Start of Provided data

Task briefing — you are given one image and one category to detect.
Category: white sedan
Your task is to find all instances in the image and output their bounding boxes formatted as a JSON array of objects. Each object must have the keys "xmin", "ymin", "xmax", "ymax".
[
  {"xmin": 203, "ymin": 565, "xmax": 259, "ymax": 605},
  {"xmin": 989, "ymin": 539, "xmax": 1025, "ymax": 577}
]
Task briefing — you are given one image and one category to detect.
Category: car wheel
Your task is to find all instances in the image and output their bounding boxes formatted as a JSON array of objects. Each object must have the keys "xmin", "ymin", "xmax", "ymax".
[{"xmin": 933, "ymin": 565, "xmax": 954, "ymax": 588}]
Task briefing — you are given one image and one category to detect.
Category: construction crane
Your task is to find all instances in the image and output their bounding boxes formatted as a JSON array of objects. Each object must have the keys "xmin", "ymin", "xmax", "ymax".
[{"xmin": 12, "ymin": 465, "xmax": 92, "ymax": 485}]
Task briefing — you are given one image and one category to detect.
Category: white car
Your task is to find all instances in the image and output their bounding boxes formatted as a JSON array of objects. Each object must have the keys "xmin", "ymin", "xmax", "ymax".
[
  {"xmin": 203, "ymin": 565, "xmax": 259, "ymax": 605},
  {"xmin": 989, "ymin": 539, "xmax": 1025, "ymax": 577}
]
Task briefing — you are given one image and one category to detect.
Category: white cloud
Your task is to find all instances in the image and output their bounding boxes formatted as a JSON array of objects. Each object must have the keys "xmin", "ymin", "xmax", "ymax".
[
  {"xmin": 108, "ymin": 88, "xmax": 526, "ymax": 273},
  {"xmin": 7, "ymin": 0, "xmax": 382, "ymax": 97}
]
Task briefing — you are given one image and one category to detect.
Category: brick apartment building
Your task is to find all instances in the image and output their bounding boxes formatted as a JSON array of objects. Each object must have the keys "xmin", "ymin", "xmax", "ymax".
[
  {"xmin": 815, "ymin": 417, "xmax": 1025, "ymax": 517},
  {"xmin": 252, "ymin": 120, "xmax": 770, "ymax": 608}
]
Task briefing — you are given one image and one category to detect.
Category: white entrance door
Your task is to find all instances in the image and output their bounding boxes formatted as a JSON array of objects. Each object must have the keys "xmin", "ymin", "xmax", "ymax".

End of Provided data

◆ Exercise requirements ◆
Output each entry precisely as given.

◆ Answer in full ◆
Task briefing — you are given one image and one category to detect.
Category: white sedan
Your task is to find all instances in the image and output their bounding boxes formatted as a JSON array of objects. Each object must have the keys "xmin", "ymin", "xmax", "ymax".
[
  {"xmin": 203, "ymin": 565, "xmax": 259, "ymax": 605},
  {"xmin": 989, "ymin": 539, "xmax": 1025, "ymax": 577}
]
Task briefing — you are given one image and one category to detect.
Category: car wheel
Your task is to find all instances in the image and output their bounding boxes formatted as a JSON array of objects. Each object must have the keys "xmin", "ymin", "xmax", "ymax".
[{"xmin": 933, "ymin": 565, "xmax": 954, "ymax": 588}]
Task briefing — you are given one image and one category to detect.
Category: construction crane
Your task is to find all instances in the image and output their bounding boxes formatted as a JSON array of objects. Each object must have the keys "xmin", "ymin", "xmax", "ymax".
[{"xmin": 12, "ymin": 465, "xmax": 92, "ymax": 485}]
Task briefing — you are given one image and one category to detect.
Category: white car
Your task is to find all instances in the image and output their bounding boxes formatted as a JSON array of objects. Each object must have the keys "xmin", "ymin", "xmax", "ymax".
[
  {"xmin": 203, "ymin": 565, "xmax": 259, "ymax": 605},
  {"xmin": 989, "ymin": 539, "xmax": 1025, "ymax": 577}
]
Task briefing — you are given one image and one category to detect.
Category: white cloud
Your task is to find all instances in the image and output their bounding boxes formatted as a JSON array of objects. Each object must have the keys "xmin", "ymin", "xmax", "ymax".
[
  {"xmin": 108, "ymin": 88, "xmax": 526, "ymax": 273},
  {"xmin": 7, "ymin": 0, "xmax": 382, "ymax": 97}
]
Task briefing — you are given one image and one category to detect.
Category: brick apartment building
Your task is to find all instances in the image and output their bounding boxes formatted as a JSON array of objects. Each object must have the keys "xmin", "ymin", "xmax", "ymax".
[
  {"xmin": 815, "ymin": 417, "xmax": 1025, "ymax": 517},
  {"xmin": 252, "ymin": 120, "xmax": 770, "ymax": 608}
]
Task briefing — you are given one image and one category to detect.
Category: white entrance door
Your task is to find all instances in the image and output their bounding boxes formatted as a JSON array of objects. Each object must have the keys "xmin", "ymin", "xmax", "ymax".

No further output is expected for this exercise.